----- Supplied text
Meissonier was another designer who produced drawings for snuffboxes amongst his varied output (as Rococo in their form as Frederick the Great’s were in their ornament); items made after his designs were produced in London, where the presence and influence of Hubert-François  Gravelot was a catalyst.

Hubert-François Gravelot (1699-1773), An ornamental border for the general chart in John Pine’s ‘Tapestry hangings in the House of Lords’, c.1739, ink on paper, 37.5 x 60.9 cm., Cooper Hewitt Museum

Gravelot was responsible, with Hogarth, for forming the St Martin’s Lane Academy, where  he taught drawing; he produced very influential engraved ornamental designs featuring rocailles, as well as book illustrations.
----------
----- Items
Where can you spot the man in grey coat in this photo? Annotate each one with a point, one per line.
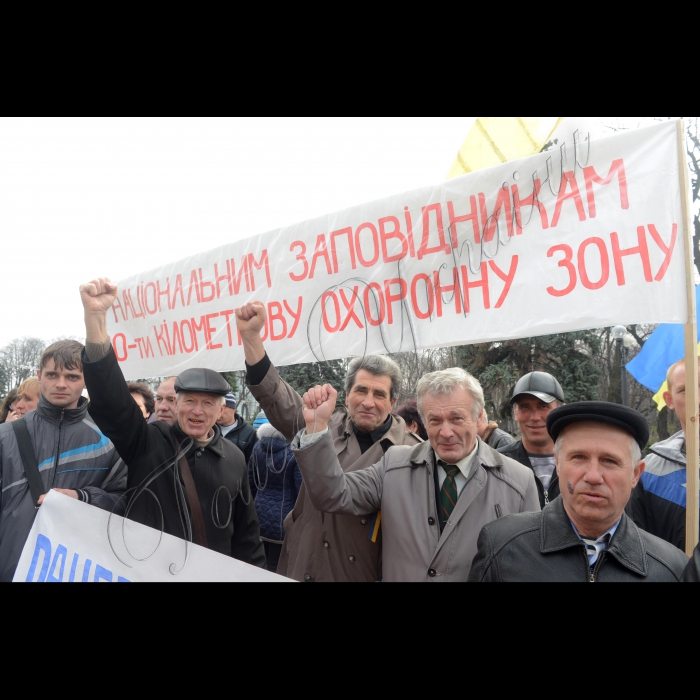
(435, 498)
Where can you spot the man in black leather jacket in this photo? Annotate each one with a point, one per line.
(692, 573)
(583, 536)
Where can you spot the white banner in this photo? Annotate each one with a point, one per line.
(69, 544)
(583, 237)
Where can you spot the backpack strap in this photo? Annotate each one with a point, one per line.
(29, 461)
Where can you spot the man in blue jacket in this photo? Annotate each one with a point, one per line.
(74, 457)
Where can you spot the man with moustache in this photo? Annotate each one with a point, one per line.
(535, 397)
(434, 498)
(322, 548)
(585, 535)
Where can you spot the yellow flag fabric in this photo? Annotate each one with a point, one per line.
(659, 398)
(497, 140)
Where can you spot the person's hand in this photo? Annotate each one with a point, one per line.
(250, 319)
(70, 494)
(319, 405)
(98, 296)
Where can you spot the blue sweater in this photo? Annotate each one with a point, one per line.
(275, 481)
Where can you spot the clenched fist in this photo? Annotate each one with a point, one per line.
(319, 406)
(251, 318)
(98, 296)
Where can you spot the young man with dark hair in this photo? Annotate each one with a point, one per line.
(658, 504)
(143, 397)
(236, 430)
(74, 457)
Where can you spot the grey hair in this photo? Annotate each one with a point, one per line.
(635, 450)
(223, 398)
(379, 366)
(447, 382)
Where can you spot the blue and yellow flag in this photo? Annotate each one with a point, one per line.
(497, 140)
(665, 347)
----------
Parts of the exercise
1. List every person named in the Rococo design passage.
2. Rewrite the records from the line containing "Where can you spot the blue and" through the end of the records, substituting "banner" for "flag" and leaving everything else unchanged.

Results of the exercise
1.
Meissonier
Frederick the Great
Hubert-François Gravelot
John Pine
Hogarth

2.
Where can you spot the blue and yellow banner in this photo? Annotate each one with a point, one per line.
(497, 140)
(665, 347)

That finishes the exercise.